=== Directions ===
What follows is a listing; give it again exactly, in its entirety.

=== Records for the task ===

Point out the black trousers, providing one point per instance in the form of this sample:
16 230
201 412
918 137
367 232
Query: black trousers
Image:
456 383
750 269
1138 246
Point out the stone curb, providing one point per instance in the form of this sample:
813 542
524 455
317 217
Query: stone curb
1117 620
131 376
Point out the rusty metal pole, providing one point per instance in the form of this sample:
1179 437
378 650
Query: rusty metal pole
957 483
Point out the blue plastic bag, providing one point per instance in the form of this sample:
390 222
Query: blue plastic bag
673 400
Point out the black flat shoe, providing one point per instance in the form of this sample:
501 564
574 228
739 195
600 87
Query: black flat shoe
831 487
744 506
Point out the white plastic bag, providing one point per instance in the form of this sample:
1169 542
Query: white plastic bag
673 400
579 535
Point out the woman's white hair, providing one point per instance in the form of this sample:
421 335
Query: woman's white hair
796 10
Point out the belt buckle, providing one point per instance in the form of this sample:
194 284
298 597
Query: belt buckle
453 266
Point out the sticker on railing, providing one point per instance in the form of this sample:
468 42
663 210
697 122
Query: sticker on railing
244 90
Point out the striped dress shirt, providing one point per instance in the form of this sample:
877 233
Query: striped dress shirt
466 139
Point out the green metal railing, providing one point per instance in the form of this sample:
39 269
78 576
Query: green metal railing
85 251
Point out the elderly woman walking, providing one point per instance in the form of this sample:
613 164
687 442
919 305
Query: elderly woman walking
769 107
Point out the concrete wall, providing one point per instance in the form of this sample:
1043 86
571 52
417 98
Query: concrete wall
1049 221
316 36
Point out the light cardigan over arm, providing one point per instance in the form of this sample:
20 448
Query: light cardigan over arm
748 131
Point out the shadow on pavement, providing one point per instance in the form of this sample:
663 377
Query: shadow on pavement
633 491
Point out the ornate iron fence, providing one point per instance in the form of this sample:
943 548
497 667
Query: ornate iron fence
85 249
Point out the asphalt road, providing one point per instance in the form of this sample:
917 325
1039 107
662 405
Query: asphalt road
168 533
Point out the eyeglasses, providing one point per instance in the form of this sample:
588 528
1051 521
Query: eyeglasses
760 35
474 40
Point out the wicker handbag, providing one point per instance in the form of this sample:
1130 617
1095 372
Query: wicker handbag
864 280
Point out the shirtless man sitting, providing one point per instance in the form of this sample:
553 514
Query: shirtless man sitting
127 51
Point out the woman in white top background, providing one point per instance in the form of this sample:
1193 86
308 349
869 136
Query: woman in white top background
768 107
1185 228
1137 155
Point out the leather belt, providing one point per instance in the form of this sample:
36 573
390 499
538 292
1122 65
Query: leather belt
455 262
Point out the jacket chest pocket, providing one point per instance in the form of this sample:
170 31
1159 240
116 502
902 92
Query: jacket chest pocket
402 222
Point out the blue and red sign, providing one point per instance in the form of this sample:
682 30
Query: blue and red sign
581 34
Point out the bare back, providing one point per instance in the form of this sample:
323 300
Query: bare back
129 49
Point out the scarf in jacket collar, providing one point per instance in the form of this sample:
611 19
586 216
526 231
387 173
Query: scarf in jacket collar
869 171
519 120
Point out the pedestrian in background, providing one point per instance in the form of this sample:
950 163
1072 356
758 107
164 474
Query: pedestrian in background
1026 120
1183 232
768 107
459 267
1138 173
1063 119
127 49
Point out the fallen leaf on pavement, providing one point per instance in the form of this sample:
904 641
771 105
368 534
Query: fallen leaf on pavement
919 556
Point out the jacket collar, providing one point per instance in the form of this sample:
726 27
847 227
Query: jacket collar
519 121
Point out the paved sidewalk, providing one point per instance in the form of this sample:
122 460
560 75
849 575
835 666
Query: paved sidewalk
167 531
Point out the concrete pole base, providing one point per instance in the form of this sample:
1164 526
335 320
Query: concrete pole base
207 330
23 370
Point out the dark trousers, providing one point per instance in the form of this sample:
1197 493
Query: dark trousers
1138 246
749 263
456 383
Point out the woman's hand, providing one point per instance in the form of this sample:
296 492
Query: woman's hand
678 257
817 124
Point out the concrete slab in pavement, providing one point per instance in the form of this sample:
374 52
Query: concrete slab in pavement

===

=== Exercise response ===
Point out the black trousers, providing one point per instance in the form of this sample:
16 230
201 412
918 137
367 232
Query: black trousers
Image:
456 383
750 269
1138 246
Point out the stone curb, providing one point per instance in the form of this sample:
813 542
524 455
317 217
Query: stone curb
1117 620
131 376
Point out the rusty metal pole, providing one point per instance in the form of this sample:
1179 437
378 650
Query: rusty metal pole
957 483
Point out the blue plastic bag, providing one point per instance in the form of this sample:
390 222
Query: blue plastic bag
673 400
Point out the black flat shoe, providing one point per instance in the form of this sample:
501 564
574 228
739 195
600 87
Query: black flat shoe
831 487
744 506
Point out the white plastic bag, providing one point per instance in the form of this sample:
1169 542
Query: white plastic bag
673 400
579 535
Point out the woman's white hair, providing one point per instance in the form of this sample:
421 335
Query: woman's white hair
796 10
Point out the belt buckle, providing one point per instance in the form of this sample:
194 284
298 597
Query: belt buckle
453 266
Point out the sticker on railing, providing one point per instance in the form of this sample:
468 42
663 210
697 122
Query: sticker on railing
244 90
Point out the striped dress shirt, providing one point per instance in the form of this sample:
877 233
Query: striped dress shirt
466 139
Point out the green metal railing, providing one point per instance in the form of this sample:
39 269
78 576
Query: green metal railing
85 251
Point out the elderly woman walking, providing one point per instance in the form of this sample:
613 164
687 442
919 305
Query: elderly woman walking
769 107
Point out the concrete wall, providing one point per instance in the form of this sample:
1043 86
571 52
417 98
Query: concrete wall
1049 221
316 36
Point out the light cardigan over arm, providing one point per instance in the form of this sample:
20 448
Query: light cardigan over arm
748 131
Point out the shadow on pavement, providing one point per instance in the form of this sample:
663 377
Query: shadow on pavement
633 491
Point out the ornate iron fence, providing one point per instance in the form of this sample:
943 548
497 667
Query: ornate iron fence
85 249
Point out the asphalt road, providing one point per instance in the form of this sample:
917 325
1039 107
662 405
Query: asphalt road
168 533
Point out the eyeglasses, providing one point per instance in the form of this sample:
588 528
1051 521
Query: eyeglasses
760 35
474 40
Point out the wicker handbag, providing one point per instance in the form of this sample:
1130 617
1095 372
Query: wicker handbag
864 280
Point out the shirtless man sitting, providing one point per instance in the form of this sample:
553 514
Query: shirtless man sitting
127 51
Point out the woman in white top background, providing one point per instance in the form of this sample:
1193 86
308 349
869 136
Query: woman in white top background
768 107
1185 228
1137 155
Point out the leather belt, providing one point per instance in the form of this sample:
36 573
390 499
538 292
1122 65
Query: leather belt
455 262
Point out the jacket chest pocket, providing one point per instance in the form of this sample:
170 31
1159 240
116 502
902 92
Query: jacket chest pocket
402 222
Point out the blue and red sign, providing one point per instance in the form of this sample:
682 30
Query: blue and red sign
581 34
Point out the bare back, providing one point per instance in the form of this sample:
323 300
Query: bare back
129 49
Point out the scarf in jacket collar, providing one point per instance in the form of this sample:
611 19
586 216
526 231
387 173
Query: scarf in jacket collar
869 171
519 120
Point out the pedestrian in background, providing one point per instance in the form of this sample:
950 163
1072 356
758 107
164 474
Query: pedestrian in background
1026 120
1183 232
768 107
459 267
1138 173
1063 119
127 49
Point out the fallen leaf on pavement, providing one point per instance in the form of this sample:
904 641
771 105
368 534
Query: fallen leaf on pavement
919 556
Point out the jacket collar, providing one point per instance in the form of this sample:
726 27
847 227
Query: jacket collar
519 121
Point out the paved sidewalk, providing one point per instance in the form of this sample:
122 460
560 75
849 575
835 666
Query: paved sidewalk
167 531
Point out the concrete pole base, providing one point per instance in the form of this sample:
1164 526
335 320
Query: concrete pole base
207 330
23 370
Point out the dark trousers, providing one point per instance in the form of this sample:
1197 493
Query: dark trousers
1138 246
749 263
456 383
Point out the woman's hand, providing one point per instance in the form of this sample:
296 492
Query: woman's hand
678 257
817 124
Point out the concrete slab in pavement, providing one point per instance in the form of this sample:
374 52
Query: concrete slab in pavement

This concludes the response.